(Stored records)
● ● ● ●

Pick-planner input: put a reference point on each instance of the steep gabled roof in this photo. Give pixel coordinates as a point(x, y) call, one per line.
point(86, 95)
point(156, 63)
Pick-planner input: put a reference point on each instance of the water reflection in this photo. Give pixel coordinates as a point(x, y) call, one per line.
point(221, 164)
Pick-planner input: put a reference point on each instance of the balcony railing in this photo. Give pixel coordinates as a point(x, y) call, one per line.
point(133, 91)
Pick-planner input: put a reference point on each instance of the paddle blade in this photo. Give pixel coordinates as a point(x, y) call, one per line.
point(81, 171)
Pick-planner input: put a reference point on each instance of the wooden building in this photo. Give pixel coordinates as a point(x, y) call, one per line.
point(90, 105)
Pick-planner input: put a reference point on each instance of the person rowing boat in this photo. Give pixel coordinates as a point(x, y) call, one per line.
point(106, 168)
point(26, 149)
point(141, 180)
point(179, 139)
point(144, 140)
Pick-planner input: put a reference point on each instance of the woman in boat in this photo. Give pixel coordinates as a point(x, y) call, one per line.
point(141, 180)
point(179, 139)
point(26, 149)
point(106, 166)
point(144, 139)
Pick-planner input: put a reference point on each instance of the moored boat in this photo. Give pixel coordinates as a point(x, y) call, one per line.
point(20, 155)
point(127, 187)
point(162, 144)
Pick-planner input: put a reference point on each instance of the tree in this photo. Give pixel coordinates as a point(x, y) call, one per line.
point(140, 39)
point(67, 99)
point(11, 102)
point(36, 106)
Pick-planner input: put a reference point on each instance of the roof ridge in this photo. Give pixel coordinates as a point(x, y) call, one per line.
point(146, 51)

● ● ● ●

* **Your objective**
Swap "reference point" for "marker" throughout all the records above and write them out again, leaving everything else unchanged.

* **Written reply**
Pick-planner input: put a marker on each instance of the steep gabled roof in this photo. Give pixel coordinates as a point(x, y) call, one per line.
point(86, 95)
point(156, 63)
Pick-planner input: put a marker on each instance of the water reflection in this photo. Give pixel coordinates as a point(x, y) call, one per line.
point(221, 164)
Pick-planner input: put a marker on each instance of the balcony railing in this photo. Give pixel coordinates as a point(x, y) call, one per line.
point(133, 91)
Pick-planner input: put a marker on each instance of the paddle blade in this photo. Give pixel coordinates as a point(x, y) call, one per line.
point(81, 171)
Pick-planner input: put a marker on each instance of the wooden building in this photo. Give pixel coordinates as a point(x, y) call, one per line.
point(90, 105)
Pick-planner input: put a marker on each instance of the person rowing boat in this photo. Give pixel coordinates as a point(x, y) call, one per line.
point(106, 168)
point(26, 149)
point(141, 180)
point(179, 139)
point(144, 140)
Pick-planner input: put a marker on each instance of the woman in boat in this photo. Give pixel coordinates as a point(x, y) call, one per line.
point(141, 180)
point(179, 139)
point(26, 149)
point(106, 166)
point(144, 139)
Pick-planner input: put a marker on each instance of the moored boat in this photo. Give pixel coordinates as a point(x, y) call, one per line.
point(20, 155)
point(127, 187)
point(162, 144)
Pick-planner input: put a marker on each instance of the tree in this photo. Give pixel coordinates as a point(x, y) call, one per line.
point(140, 39)
point(67, 99)
point(11, 102)
point(36, 106)
Pick-planner input: put a marker on each instance of the roof ridge in this photo. Give pixel coordinates as a point(x, y) call, one per line.
point(146, 51)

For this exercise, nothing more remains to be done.